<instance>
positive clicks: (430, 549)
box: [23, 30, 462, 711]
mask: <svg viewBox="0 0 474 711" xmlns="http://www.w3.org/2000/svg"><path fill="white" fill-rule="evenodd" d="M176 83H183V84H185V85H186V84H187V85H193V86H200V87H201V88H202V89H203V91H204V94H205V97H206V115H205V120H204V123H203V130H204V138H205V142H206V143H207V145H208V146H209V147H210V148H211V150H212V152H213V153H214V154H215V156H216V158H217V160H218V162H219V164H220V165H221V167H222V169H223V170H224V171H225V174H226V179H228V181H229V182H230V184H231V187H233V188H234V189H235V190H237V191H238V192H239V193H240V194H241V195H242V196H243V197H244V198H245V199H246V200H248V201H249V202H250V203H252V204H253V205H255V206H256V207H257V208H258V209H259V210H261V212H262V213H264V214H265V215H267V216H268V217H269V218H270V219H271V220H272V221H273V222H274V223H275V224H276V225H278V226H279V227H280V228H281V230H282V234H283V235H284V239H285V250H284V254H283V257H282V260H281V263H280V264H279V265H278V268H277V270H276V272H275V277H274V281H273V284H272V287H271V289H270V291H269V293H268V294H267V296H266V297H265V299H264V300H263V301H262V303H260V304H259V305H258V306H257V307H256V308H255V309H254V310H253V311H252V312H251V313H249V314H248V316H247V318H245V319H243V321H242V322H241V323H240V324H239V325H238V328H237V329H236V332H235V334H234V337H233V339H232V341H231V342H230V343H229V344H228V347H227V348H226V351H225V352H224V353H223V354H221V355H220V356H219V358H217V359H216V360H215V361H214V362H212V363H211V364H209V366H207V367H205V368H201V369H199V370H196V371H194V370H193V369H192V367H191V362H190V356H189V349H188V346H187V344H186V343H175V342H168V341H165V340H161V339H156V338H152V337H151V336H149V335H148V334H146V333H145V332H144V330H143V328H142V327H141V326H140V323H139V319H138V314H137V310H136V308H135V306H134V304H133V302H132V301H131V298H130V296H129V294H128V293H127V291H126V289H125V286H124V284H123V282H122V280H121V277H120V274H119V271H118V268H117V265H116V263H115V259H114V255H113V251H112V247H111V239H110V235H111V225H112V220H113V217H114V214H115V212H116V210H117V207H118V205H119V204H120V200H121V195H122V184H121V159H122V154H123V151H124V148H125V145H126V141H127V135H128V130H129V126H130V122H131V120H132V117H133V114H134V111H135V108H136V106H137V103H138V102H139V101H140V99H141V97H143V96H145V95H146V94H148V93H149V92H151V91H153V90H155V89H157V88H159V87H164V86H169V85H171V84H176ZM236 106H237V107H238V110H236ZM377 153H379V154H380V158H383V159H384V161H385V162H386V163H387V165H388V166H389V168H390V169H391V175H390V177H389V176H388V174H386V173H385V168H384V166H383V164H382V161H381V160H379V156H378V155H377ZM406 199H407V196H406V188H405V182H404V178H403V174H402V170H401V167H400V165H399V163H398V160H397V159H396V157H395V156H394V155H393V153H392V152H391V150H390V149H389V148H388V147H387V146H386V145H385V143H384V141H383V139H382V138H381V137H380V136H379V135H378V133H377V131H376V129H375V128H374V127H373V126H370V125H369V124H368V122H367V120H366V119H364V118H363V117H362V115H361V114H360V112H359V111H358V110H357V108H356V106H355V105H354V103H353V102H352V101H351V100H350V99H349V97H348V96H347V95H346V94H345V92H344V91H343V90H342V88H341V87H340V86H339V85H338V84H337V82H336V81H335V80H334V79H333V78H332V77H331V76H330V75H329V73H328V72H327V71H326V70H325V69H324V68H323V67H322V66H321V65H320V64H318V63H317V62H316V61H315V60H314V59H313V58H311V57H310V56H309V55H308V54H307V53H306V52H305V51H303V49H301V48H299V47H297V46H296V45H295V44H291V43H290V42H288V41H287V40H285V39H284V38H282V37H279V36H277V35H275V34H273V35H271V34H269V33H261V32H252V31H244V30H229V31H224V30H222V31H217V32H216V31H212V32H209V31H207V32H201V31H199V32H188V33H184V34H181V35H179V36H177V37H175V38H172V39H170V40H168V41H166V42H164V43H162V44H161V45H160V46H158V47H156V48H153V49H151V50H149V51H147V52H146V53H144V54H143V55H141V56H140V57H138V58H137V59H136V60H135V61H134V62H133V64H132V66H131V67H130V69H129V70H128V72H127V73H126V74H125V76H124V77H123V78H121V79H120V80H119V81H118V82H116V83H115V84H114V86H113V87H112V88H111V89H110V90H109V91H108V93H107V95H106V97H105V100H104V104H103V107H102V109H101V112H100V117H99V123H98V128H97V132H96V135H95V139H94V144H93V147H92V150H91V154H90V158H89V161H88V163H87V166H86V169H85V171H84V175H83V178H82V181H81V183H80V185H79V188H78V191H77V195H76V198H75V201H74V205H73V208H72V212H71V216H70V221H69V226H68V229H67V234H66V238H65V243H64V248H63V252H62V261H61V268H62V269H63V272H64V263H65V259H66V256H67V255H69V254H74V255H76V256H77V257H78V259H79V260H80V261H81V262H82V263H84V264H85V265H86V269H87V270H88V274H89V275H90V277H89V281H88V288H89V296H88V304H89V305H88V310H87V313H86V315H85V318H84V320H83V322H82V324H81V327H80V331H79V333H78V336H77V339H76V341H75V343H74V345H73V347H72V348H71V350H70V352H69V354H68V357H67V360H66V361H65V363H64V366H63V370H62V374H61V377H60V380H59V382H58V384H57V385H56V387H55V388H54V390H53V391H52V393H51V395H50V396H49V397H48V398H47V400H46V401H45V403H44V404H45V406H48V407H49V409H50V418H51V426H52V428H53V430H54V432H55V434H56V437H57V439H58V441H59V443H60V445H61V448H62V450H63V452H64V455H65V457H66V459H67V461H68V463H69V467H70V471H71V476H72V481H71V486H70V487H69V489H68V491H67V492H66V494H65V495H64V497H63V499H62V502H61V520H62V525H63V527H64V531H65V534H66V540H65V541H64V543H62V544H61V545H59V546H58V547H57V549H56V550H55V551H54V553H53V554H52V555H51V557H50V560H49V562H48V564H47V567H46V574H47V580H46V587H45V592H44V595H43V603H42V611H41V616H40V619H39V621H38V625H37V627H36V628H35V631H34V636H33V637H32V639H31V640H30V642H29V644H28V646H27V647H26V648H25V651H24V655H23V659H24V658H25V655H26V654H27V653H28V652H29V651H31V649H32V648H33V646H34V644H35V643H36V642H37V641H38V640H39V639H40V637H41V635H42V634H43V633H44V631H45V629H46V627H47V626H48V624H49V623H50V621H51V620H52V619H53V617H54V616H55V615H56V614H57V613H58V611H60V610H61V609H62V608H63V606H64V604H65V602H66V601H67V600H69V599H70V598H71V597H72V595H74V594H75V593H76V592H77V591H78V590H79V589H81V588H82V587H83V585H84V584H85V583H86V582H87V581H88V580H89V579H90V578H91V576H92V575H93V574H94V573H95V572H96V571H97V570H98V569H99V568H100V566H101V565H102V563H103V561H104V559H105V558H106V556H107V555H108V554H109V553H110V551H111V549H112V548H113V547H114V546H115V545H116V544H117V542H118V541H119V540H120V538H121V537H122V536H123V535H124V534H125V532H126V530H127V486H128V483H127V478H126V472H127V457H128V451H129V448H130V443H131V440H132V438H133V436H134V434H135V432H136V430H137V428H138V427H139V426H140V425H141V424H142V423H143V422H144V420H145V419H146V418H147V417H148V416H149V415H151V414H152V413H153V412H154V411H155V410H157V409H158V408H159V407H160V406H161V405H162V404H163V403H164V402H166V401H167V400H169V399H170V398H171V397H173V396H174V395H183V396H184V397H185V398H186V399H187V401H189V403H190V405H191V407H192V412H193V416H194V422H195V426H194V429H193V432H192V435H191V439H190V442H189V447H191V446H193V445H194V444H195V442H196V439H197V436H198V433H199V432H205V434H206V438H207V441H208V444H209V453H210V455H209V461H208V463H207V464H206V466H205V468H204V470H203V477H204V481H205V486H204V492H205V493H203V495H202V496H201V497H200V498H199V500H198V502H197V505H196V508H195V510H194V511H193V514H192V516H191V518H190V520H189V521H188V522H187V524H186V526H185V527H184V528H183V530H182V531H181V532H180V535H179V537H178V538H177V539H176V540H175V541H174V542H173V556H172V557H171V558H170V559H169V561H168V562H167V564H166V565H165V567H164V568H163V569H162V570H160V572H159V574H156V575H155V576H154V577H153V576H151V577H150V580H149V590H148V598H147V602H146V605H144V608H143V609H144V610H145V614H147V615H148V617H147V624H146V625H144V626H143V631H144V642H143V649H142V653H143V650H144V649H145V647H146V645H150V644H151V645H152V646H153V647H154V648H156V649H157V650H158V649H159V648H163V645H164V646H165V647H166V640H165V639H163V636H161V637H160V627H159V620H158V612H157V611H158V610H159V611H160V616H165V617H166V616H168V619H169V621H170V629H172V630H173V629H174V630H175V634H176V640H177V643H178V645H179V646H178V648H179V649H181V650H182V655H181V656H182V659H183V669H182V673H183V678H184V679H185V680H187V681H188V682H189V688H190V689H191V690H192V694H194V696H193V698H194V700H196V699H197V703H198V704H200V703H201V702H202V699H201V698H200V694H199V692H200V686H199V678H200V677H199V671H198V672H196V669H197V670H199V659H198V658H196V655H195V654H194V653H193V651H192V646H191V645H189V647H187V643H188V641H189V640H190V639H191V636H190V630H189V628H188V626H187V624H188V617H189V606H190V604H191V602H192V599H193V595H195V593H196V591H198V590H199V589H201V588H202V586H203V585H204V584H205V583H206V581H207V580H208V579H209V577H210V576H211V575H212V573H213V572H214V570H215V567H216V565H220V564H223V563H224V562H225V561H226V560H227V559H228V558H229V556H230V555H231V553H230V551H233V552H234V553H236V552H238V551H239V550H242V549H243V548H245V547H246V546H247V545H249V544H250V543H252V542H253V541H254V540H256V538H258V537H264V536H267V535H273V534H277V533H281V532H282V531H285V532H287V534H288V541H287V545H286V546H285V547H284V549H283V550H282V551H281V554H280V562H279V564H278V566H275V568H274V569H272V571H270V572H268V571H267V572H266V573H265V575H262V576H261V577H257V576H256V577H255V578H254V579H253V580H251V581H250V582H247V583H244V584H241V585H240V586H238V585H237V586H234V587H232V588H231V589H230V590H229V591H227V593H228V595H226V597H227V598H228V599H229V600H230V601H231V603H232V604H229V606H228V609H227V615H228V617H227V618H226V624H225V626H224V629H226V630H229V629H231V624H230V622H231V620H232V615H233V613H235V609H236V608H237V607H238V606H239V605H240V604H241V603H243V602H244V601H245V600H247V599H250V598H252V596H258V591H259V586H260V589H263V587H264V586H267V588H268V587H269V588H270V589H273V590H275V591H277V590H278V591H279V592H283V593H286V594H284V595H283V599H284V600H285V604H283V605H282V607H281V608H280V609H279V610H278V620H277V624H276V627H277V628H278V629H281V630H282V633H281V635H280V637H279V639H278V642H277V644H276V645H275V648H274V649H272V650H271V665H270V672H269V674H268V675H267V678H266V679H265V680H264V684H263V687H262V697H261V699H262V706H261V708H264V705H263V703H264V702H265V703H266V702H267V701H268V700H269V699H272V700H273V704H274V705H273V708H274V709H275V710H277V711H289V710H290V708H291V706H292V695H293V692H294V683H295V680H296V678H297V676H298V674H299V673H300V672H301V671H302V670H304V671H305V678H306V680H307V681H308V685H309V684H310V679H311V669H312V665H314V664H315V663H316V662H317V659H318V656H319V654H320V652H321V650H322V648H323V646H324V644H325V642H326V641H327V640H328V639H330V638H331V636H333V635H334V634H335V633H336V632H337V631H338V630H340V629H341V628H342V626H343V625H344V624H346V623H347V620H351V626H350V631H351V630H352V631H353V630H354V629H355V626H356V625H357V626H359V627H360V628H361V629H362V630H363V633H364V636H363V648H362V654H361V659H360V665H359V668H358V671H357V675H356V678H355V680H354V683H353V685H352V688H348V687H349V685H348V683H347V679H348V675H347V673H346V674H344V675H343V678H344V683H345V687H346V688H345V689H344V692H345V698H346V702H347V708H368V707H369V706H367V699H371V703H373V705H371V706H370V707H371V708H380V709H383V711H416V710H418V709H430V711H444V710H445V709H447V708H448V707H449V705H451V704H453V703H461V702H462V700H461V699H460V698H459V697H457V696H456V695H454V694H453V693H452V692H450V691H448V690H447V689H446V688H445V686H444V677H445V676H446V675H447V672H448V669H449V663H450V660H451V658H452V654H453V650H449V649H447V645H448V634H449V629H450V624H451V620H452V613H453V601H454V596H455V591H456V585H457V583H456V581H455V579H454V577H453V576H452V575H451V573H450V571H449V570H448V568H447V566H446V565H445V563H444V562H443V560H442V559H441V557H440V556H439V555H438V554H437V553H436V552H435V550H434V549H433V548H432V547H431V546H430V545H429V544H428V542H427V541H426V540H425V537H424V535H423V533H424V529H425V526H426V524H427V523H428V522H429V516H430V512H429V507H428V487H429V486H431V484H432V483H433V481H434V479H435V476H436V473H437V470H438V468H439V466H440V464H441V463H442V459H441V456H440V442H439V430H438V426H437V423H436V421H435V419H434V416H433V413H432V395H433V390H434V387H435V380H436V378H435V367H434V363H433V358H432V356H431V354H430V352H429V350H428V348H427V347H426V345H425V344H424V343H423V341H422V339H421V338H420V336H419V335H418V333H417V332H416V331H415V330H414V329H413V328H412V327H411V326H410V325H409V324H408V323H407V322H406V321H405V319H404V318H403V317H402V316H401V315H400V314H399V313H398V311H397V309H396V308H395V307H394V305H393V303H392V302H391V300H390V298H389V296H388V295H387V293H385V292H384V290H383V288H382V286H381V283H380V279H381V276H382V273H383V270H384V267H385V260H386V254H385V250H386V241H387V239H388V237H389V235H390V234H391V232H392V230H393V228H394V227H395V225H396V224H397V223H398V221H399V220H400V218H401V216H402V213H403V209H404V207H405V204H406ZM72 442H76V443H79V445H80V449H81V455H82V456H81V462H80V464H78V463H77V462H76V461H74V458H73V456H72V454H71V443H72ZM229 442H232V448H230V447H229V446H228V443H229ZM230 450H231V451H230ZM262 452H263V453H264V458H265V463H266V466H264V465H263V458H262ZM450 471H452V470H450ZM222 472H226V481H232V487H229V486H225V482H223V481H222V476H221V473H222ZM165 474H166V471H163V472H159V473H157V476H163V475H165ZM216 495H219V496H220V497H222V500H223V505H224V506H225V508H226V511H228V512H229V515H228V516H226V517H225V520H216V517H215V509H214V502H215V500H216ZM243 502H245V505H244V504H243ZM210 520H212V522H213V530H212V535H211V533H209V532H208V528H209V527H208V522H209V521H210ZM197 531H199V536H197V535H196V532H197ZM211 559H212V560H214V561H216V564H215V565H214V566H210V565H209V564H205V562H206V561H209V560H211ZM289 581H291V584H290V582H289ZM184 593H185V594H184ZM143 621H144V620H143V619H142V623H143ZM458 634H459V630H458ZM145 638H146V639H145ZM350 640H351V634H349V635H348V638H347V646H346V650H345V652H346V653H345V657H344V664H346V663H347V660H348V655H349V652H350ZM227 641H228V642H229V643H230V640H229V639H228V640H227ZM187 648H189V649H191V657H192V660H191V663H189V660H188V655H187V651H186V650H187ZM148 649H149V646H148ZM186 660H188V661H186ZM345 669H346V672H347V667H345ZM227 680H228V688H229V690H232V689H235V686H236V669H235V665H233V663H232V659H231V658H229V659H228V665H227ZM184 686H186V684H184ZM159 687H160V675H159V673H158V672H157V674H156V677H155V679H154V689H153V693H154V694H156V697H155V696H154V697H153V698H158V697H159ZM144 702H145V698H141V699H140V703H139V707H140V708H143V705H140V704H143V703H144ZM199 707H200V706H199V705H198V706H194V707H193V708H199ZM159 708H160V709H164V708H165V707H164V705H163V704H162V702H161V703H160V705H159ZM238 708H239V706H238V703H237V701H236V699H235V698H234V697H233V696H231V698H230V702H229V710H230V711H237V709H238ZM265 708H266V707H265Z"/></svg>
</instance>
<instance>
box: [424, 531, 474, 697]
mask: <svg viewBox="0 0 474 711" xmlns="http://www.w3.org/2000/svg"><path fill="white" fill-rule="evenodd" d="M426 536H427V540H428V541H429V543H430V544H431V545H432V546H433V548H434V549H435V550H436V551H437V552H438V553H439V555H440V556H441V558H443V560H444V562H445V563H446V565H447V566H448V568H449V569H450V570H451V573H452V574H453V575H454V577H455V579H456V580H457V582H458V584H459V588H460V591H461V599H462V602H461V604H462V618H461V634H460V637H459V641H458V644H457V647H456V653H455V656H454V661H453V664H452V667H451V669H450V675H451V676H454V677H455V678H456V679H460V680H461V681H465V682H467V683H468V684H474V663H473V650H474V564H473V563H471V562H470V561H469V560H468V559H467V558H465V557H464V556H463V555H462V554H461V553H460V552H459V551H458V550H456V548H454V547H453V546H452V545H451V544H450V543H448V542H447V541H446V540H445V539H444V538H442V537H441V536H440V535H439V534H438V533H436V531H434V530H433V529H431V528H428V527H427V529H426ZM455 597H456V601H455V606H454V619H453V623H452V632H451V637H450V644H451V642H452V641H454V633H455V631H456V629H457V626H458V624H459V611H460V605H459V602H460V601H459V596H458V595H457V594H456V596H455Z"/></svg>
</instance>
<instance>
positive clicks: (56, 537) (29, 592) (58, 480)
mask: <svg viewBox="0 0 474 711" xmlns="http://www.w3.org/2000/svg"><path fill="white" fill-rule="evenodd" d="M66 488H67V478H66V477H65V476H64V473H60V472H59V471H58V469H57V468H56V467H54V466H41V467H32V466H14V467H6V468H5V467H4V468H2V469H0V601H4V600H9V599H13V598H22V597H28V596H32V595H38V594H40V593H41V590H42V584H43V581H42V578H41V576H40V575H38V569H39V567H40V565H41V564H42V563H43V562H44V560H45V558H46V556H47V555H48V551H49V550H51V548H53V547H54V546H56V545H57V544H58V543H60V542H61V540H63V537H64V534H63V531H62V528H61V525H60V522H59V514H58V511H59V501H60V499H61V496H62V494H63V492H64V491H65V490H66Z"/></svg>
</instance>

● What to produce
The string "clicks" may occur on several lines of the listing; state how many such lines there are, giving the number only.

● Response area
2